Task requirements :: Copy all of the material below line for line, without altering anything.

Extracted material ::

——————————

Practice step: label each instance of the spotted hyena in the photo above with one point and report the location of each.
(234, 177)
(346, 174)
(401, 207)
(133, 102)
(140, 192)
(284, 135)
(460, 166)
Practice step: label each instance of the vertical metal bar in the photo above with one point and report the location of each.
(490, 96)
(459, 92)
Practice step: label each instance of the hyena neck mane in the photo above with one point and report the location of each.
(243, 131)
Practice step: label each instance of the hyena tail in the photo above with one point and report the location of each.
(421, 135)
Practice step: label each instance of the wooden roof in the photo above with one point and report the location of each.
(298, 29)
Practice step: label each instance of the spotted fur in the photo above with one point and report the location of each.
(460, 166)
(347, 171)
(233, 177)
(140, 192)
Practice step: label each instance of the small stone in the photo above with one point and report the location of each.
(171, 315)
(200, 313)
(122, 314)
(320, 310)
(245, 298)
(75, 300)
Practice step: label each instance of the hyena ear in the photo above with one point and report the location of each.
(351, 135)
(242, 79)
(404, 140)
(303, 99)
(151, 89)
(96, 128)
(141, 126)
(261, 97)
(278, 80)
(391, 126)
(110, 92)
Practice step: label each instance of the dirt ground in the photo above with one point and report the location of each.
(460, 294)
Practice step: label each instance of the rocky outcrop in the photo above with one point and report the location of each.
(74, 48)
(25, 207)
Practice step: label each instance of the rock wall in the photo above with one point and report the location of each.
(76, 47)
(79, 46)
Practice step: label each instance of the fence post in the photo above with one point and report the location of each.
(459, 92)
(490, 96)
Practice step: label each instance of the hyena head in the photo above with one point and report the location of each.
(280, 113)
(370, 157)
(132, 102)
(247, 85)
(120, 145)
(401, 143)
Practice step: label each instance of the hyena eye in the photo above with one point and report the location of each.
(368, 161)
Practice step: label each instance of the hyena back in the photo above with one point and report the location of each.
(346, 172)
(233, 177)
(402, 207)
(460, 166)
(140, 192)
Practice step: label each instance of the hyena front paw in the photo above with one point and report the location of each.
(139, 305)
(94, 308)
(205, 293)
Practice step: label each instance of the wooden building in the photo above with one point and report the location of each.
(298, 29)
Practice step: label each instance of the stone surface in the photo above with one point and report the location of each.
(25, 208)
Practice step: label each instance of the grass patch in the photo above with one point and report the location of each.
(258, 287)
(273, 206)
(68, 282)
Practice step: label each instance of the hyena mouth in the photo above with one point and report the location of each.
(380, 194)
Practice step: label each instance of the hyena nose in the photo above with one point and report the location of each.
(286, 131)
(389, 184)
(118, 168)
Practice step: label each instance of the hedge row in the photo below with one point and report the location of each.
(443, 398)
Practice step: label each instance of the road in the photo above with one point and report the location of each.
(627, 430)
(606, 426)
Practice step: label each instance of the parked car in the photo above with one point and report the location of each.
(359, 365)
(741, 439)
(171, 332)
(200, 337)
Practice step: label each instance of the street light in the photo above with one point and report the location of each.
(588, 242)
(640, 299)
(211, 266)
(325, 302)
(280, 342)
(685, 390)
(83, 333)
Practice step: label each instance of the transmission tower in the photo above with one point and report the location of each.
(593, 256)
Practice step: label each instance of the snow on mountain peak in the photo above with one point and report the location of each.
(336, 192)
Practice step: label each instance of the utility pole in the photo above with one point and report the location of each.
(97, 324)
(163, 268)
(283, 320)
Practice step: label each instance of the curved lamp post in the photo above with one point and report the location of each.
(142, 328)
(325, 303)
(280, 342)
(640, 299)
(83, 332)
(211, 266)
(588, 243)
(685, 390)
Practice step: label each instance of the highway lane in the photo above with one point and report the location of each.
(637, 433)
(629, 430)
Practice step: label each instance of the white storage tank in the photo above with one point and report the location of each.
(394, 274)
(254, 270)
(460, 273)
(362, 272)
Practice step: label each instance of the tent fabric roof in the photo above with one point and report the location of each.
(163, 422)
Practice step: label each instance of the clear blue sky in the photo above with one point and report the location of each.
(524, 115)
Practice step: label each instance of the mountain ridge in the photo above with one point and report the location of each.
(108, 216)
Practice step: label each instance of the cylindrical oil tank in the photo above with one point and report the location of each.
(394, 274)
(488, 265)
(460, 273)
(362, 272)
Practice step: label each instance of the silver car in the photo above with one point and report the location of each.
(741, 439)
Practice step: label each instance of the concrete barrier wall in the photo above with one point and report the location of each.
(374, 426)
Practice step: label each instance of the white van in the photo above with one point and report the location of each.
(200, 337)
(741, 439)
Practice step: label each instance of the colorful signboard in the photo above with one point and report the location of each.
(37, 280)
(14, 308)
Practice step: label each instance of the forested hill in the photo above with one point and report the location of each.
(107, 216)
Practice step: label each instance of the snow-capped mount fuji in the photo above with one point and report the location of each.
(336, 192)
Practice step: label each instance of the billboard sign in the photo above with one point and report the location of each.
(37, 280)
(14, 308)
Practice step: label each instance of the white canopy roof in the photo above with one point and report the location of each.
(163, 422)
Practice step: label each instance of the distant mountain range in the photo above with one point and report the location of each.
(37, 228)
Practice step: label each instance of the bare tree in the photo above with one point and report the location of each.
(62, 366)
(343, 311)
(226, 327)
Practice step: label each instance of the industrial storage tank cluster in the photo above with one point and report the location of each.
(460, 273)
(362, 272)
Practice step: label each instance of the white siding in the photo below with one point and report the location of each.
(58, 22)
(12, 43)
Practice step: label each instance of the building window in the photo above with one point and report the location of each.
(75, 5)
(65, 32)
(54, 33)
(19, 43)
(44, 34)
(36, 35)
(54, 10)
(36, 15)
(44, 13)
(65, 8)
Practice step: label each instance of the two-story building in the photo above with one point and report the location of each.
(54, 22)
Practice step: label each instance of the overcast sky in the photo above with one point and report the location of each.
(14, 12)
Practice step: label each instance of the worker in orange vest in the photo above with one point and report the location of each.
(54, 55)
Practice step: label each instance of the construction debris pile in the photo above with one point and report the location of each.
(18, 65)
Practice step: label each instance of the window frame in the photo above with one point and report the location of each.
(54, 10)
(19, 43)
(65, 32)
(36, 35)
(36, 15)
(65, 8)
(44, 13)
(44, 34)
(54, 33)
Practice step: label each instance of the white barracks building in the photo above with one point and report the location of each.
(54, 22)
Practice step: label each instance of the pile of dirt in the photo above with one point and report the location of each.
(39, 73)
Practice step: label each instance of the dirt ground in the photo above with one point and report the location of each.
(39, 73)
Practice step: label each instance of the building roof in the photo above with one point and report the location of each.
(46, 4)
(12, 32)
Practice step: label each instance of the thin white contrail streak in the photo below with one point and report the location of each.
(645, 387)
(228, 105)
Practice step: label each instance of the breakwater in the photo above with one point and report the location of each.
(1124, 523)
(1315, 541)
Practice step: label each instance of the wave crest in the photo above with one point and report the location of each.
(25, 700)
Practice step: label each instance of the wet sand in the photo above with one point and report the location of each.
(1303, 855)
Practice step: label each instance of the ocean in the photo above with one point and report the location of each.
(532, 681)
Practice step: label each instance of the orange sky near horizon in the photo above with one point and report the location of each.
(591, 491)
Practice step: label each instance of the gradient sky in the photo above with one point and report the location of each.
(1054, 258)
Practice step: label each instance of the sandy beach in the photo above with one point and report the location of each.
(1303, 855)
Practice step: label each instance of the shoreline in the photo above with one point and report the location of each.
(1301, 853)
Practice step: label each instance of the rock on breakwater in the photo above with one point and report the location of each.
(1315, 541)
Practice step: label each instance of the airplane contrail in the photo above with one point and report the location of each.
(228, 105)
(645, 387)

——————————

Complete response ::
Practice step: label each instance of the spotted hyena in the photo above with one point and report the location of each.
(234, 177)
(346, 174)
(401, 207)
(133, 102)
(140, 192)
(284, 135)
(460, 166)
Practice step: label each instance of the vertical metal bar in the photo above with one point and report the location of each.
(490, 96)
(459, 92)
Practice step: label each instance of the hyena neck mane in the photo above with one point and report the location of each.
(243, 131)
Practice step: label each instance of the hyena tail in the photo above with one point and report the location of each.
(421, 135)
Practice step: label each instance of the wooden roof in the photo above with one point and report the location of each.
(298, 29)
Practice step: label each instance of the spotted fur in the photo above with one point and report the location of each.
(460, 166)
(347, 171)
(233, 177)
(140, 192)
Practice step: label each instance of the small stone in the photo above with one point and report the location of each.
(171, 315)
(200, 313)
(122, 314)
(320, 310)
(245, 298)
(75, 300)
Practice step: label each instance of the hyena ear in the photo above with one point and report the location of each.
(351, 135)
(242, 79)
(404, 140)
(303, 99)
(151, 89)
(96, 128)
(141, 126)
(261, 97)
(278, 80)
(391, 126)
(110, 92)
Practice step: label each instance of the dirt ground in the photo above with one point and report the location of each.
(460, 294)
Practice step: label each instance of the rocky outcrop in the photo above with one point and report the location of each.
(74, 48)
(25, 207)
Practice step: label each instance of the rock wall in the photo above with one point and report the location of each.
(76, 47)
(79, 46)
Practice step: label each instance of the fence post in the photo above with one point and report the location of each.
(459, 92)
(490, 96)
Practice step: label each instance of the hyena head in the photo above with one point and report the location of each.
(280, 113)
(370, 157)
(132, 102)
(247, 85)
(120, 145)
(401, 143)
Practice step: label each instance of the hyena eye in the photo above with one point and report the location of each.
(368, 161)
Practice step: label each instance of the hyena back in the photo above with one point and report the location of each.
(346, 172)
(233, 177)
(402, 207)
(460, 166)
(140, 192)
Practice step: label each instance of the hyena front paw in the photo above with one point and report the location of each.
(139, 305)
(94, 308)
(205, 293)
Practice step: label each instance of the wooden building in the photo above with one point and report the location of each.
(298, 29)
Practice step: label each instance of the stone surface in the photo above with one point and report the location of each.
(25, 208)
Practice step: label each instance of the grass patch in the photo above with one point and report the location of each.
(258, 287)
(273, 206)
(68, 282)
Practice step: label each instance of the hyena mouth in the photo above with one point and report the location of each.
(380, 194)
Practice step: label each instance of the hyena nose in the photo above with one point and report the location of each.
(286, 131)
(389, 184)
(118, 168)
Practice step: label each instance of the hedge row in the photo below with one point and report the location of each.
(443, 398)
Practice step: label each instance of the road in the photo above with one point and report the location of each.
(627, 430)
(606, 426)
Practice step: label each instance of the parked car in the photo above with one point and report the location of each.
(359, 365)
(741, 439)
(171, 332)
(200, 337)
Practice step: label each instance of the street light in the photo above with one point and report the location of each.
(588, 242)
(640, 299)
(211, 266)
(325, 302)
(280, 342)
(685, 390)
(83, 333)
Practice step: label each instance of the transmission tower in the photo above with one point and report the location of each.
(593, 256)
Practice step: label each instance of the snow on mountain peak in the photo above with one point and report the location of each.
(336, 192)
Practice step: label each instance of the utility pole in the photo above with one point and report the location of each.
(97, 324)
(163, 268)
(283, 320)
Practice step: label each instance of the curved lamp post in the photo above with one point and report the location of each.
(142, 328)
(325, 303)
(280, 342)
(640, 299)
(83, 332)
(211, 266)
(588, 243)
(685, 390)
Practice step: label each instance of the highway lane in the photo above with one point and report the location of each.
(637, 433)
(629, 430)
Practice step: label each instance of the white storage tank in the photo above with one point and report the location of each.
(394, 274)
(254, 270)
(460, 273)
(362, 272)
Practice step: label each instance of the tent fabric roof in the photo above with one point and report the location of each.
(163, 422)
Practice step: label each instance of the clear blue sky in the photo above with one point and report the location of each.
(524, 115)
Practice step: label each instance of the mountain ridge in the photo above with one point and report the location of each.
(108, 216)
Practice step: label each instance of the cylindrical oil tank in the photo above with one point and report the location of each.
(394, 274)
(488, 265)
(460, 273)
(362, 272)
Practice step: label each instance of the silver car in the photo above with one point and report the location of each.
(741, 439)
Practice step: label each instance of the concrete barrier wall in the photo above with one point and report the location of each.
(374, 426)
Practice step: label each instance of the white van in the photo above with one point and report the location of each.
(200, 337)
(741, 439)
Practice step: label each instance of the colorful signboard in the photo above with one point and report the location of each.
(37, 280)
(14, 308)
Practice step: label each instance of the forested hill in the photo above with one point and report the location of each.
(107, 216)
Practice step: label each instance of the snow-capped mount fuji in the photo above with one point and report the location of each.
(336, 192)
Practice step: label each instance of the billboard sign in the photo above with one point and report the location of each.
(37, 280)
(14, 308)
Practice step: label each instance of the white canopy roof in the photo above with one point and report the location of each.
(163, 422)
Practice step: label each instance of the distant mountain range in the photo above with one point and report the location of each.
(37, 228)
Practice step: label each instance of the bare tree in the photo above with one point and report the location of each.
(62, 366)
(343, 311)
(226, 327)
Practice step: label each instance of the industrial storage tank cluster in the photo above with one point and report the location of each.
(460, 273)
(362, 272)
Practice step: label each instance of the white siding in the photo below with one point and report the location of each.
(58, 22)
(12, 43)
Practice step: label each instance of the building window in the photo above with one point and report the location of each.
(75, 5)
(65, 32)
(54, 33)
(19, 43)
(44, 34)
(36, 35)
(54, 10)
(36, 15)
(44, 13)
(65, 8)
Practice step: label each instance of the two-story building in the photo above with one point and report the location of each.
(54, 22)
Practice step: label each instance of the overcast sky in the photo above with one point and report the location of each.
(14, 12)
Practice step: label each instance of the worker in orange vest in the photo above with one point and report the location of each.
(54, 55)
Practice step: label each instance of the construction debris pile in the photo above with one point and report the location of each.
(18, 65)
Practice step: label each instance of the window frame in the photo above with one point and report the location of each.
(54, 10)
(19, 43)
(65, 32)
(36, 35)
(36, 15)
(65, 8)
(44, 13)
(44, 34)
(54, 33)
Practice step: label each instance of the white barracks building in the photo above with one point and report the location of each.
(54, 22)
Practice step: label each instance of the pile of dirt in the photo above with one point and report the location of each.
(39, 73)
Practice step: label each instance of the dirt ground in the photo above with one point and report the location of each.
(39, 73)
Practice step: label each instance of the building roof in the photo above with one point and report the location of each.
(46, 4)
(12, 32)
Practice step: label each instance of the thin white contrail streak in the photo below with one point and report the location of each.
(645, 387)
(228, 105)
Practice step: label each instance of the breakwater in the photo above with one point and report the location of each.
(1124, 523)
(1315, 541)
Practice step: label each instance of the wave crest in the photo above with one point and report the location of each.
(25, 700)
Practice step: label each instance of the wet sand in the photo above with one point and report the location of each.
(1303, 855)
Practice step: label each instance of the ocean in the photo above with one point and report the location of each.
(532, 681)
Practice step: label each instance of the orange sky near horizon in the photo above with one point and report the location of each.
(591, 491)
Practice step: label each instance of the gradient sky in the photo above with one point and report the location of each.
(1054, 258)
Practice step: label each instance of the sandy beach in the photo above with one point and report the location of each.
(1303, 855)
Practice step: label each instance of the shoreline in the photo above with one point and report the location of each.
(1301, 853)
Practice step: label each instance of the rock on breakwater in the photo above with one point and report the location of each.
(1315, 541)
Practice step: label each instance of the airplane contrail in the photo above with one point and report the location of each.
(228, 105)
(645, 387)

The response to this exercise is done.